▶ [Short task A] In the passage about a lost dog below, list every action that the sentences beginning "She scared people" and "She nipped" say the dog did.
▶ [Short task B]
Answer these questions about the passage about a lost dog below, using only what it states:
(i) According to the writer, what food did the dog take in what was probably her last big theft?
(ii) Where was the writer when what they were trying to say became clear?
(iii) Which two holidays does the writer name in connection with the rolls?

▶ [Text extract]
....................
My life poured out looks like this.
Whatever I am, whatever I feel is put on hold and I pour out, over and over and over into the people around me. I play at roles I am not qualified to be and yet I play and continue on.
I know this reads as nothing to you and yet it is what it is. I give only what I am. There is nothing else to be given.
It is silly and trite and petty.
I have lost my dog.
She has wandered away. Somehow simply slipped the bounds of home and gone far from here and as it nears the next day I wonder where my pampered little hound is laying her head or if she's even still alive and yet it matters not at all.
The human mess around me was more, is more and so it should be and so it will continue to be.
It's a dog.
Nothing more. More are out there to be had and will be when the time is right again. Just as it was the first time. . Dogs are simply dogs.
In the shower tonight this was so very clear what I was trying to say to you.
The few of you who "get me" will wonder if you somehow missed, if you weren't enough and that's not it at all. This is a thing unto itself.
Somehow it just is.
She was a dog that filled a gap for me in this life. A constant comfort and companion always looking to see where i was, always underfoot.
Mostly unliked by others. She scared people. She nipped and play bit and sometimes bit for real. She was snarly in her age and well, frankly, so am I. She was abused and bread and it matters not. There are no excuses. She was a thief. I think her last big hiest was a full loaf of bread. Her most famous was all the rolls for Thanksgiving dinner or maybe it was Easter. She was a hunter and took a beloved family pet as her snack. I'm still sorry for it.
....................
▶ [Records provided]
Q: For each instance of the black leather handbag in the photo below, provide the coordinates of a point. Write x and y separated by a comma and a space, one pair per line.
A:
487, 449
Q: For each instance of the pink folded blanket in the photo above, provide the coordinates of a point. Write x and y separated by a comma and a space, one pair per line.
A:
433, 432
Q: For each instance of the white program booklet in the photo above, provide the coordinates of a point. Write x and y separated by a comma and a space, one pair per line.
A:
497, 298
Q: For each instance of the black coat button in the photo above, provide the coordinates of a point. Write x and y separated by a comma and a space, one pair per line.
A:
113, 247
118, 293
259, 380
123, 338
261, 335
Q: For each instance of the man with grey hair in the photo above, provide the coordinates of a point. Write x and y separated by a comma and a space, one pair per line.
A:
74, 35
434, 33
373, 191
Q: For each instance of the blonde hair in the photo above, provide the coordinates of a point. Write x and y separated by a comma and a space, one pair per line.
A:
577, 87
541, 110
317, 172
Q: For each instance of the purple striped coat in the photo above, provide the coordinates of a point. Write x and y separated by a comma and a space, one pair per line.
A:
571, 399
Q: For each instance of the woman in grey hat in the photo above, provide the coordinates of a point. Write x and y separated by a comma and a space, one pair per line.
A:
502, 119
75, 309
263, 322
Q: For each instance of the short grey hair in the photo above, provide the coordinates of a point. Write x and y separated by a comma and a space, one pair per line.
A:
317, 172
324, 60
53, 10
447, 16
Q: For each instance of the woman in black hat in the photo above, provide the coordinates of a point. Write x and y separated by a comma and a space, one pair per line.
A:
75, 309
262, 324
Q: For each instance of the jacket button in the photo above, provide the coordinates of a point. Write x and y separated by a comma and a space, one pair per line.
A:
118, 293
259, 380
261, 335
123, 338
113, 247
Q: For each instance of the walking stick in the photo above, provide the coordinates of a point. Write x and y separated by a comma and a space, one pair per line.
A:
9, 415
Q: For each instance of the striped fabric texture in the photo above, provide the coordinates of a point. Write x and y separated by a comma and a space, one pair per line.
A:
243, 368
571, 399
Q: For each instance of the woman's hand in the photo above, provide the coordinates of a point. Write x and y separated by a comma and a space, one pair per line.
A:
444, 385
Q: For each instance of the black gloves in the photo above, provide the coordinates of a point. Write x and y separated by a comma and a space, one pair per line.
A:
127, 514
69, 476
....................
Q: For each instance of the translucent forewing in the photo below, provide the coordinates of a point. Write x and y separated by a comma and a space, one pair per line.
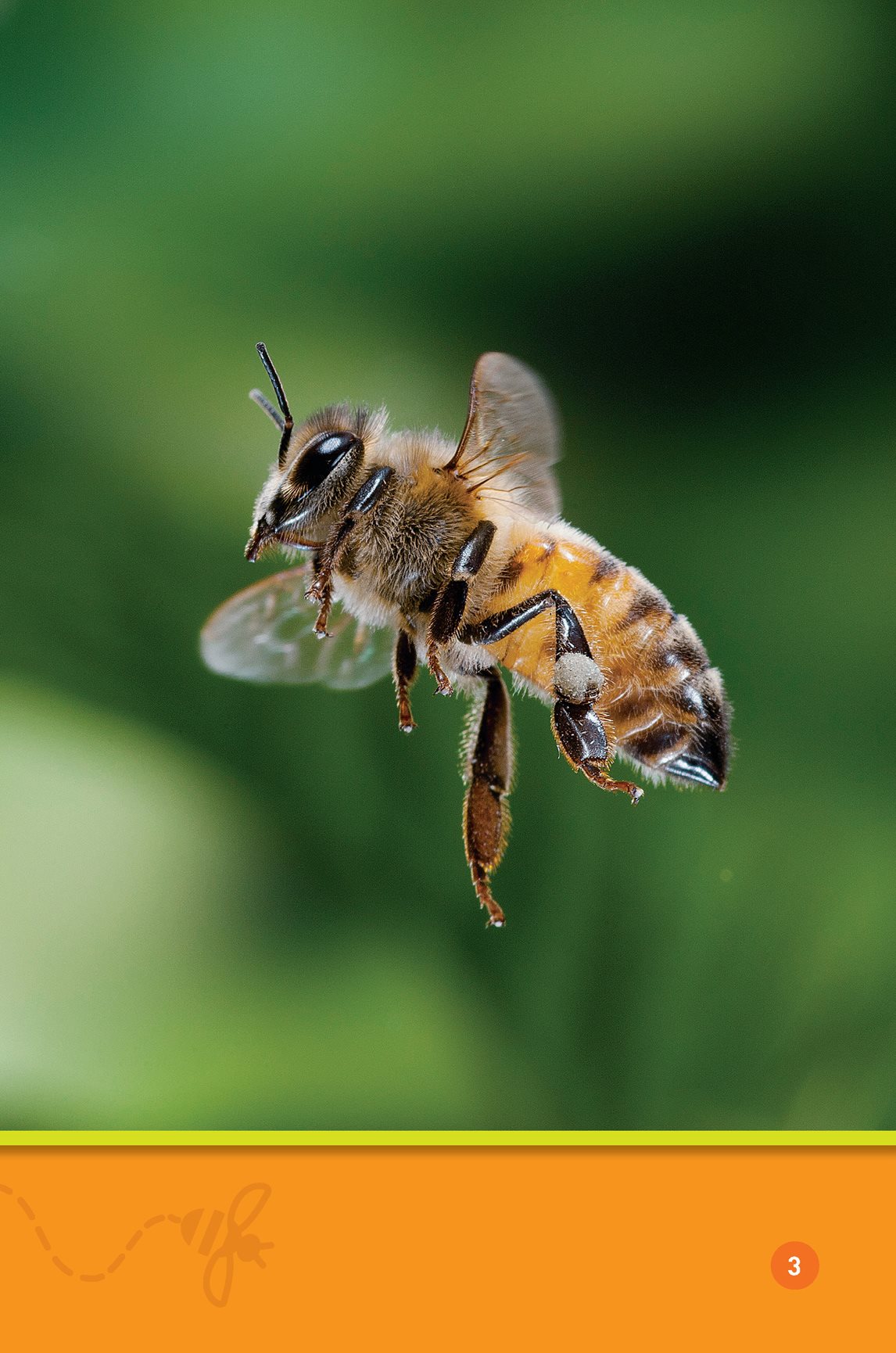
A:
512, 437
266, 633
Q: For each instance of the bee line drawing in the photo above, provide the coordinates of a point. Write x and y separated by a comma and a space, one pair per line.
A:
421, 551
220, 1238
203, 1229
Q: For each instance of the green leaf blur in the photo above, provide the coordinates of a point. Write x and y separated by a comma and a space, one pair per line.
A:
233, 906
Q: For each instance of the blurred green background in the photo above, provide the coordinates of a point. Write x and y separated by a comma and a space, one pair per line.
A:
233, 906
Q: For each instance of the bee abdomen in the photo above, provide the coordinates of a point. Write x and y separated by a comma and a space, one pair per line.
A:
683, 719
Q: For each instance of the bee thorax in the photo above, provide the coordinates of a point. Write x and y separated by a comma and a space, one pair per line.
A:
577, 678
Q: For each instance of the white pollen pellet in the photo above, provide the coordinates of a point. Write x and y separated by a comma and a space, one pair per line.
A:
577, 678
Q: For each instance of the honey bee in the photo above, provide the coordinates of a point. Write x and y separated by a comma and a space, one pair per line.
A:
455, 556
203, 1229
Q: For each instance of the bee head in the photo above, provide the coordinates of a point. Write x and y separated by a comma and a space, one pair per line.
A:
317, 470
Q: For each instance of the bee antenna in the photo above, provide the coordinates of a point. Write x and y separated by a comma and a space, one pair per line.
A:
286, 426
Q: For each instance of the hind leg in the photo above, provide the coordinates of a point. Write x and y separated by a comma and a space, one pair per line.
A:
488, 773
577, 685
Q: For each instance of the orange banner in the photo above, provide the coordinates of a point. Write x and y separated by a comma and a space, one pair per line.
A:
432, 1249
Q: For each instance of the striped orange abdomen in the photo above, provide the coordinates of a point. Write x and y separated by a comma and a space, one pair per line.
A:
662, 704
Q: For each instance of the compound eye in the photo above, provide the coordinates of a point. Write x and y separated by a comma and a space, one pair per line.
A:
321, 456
....................
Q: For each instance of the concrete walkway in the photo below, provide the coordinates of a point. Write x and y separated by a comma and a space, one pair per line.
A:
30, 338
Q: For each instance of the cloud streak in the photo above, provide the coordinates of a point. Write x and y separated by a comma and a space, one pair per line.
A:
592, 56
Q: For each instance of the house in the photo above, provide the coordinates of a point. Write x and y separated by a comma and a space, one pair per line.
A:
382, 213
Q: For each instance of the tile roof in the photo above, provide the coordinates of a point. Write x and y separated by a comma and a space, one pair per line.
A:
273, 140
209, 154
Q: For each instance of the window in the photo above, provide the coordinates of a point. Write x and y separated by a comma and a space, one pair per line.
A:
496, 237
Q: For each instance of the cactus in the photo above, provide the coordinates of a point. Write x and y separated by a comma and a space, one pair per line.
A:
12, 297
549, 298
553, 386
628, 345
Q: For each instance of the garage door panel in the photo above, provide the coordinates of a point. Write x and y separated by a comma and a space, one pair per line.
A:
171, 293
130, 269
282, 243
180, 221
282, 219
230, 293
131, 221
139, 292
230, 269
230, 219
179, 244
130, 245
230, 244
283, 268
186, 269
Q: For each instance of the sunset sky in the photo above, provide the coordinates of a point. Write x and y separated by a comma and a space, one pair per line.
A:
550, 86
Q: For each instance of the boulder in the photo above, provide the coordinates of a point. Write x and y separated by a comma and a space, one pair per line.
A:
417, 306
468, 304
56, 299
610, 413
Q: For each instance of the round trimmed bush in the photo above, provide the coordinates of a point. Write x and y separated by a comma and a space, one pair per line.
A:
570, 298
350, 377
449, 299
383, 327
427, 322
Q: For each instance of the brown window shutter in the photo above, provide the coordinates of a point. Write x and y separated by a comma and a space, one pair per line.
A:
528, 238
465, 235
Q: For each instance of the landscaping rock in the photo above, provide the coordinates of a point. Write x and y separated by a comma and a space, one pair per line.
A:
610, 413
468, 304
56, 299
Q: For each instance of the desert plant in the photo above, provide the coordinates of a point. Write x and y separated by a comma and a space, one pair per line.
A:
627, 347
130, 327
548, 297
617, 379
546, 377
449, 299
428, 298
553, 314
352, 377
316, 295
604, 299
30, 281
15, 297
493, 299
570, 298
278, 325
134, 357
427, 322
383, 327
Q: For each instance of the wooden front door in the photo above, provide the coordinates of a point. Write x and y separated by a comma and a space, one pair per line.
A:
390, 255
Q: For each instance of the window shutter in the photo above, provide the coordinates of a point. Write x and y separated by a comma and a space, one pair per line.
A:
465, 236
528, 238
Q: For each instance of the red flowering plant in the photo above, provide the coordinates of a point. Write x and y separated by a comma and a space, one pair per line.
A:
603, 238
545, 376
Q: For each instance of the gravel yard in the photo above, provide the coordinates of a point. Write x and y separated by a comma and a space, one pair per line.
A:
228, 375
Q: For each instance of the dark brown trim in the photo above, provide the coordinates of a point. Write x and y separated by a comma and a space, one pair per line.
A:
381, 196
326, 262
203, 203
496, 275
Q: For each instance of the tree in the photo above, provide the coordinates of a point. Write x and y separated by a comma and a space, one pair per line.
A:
....................
▶ [Exercise result A]
- Scared people
- Nipped
- Play bit
- Sometimes bit for real

▶ [Exercise result B]
(i) A full loaf of bread.
(ii) In the shower that night.
(iii) Thanksgiving and Easter.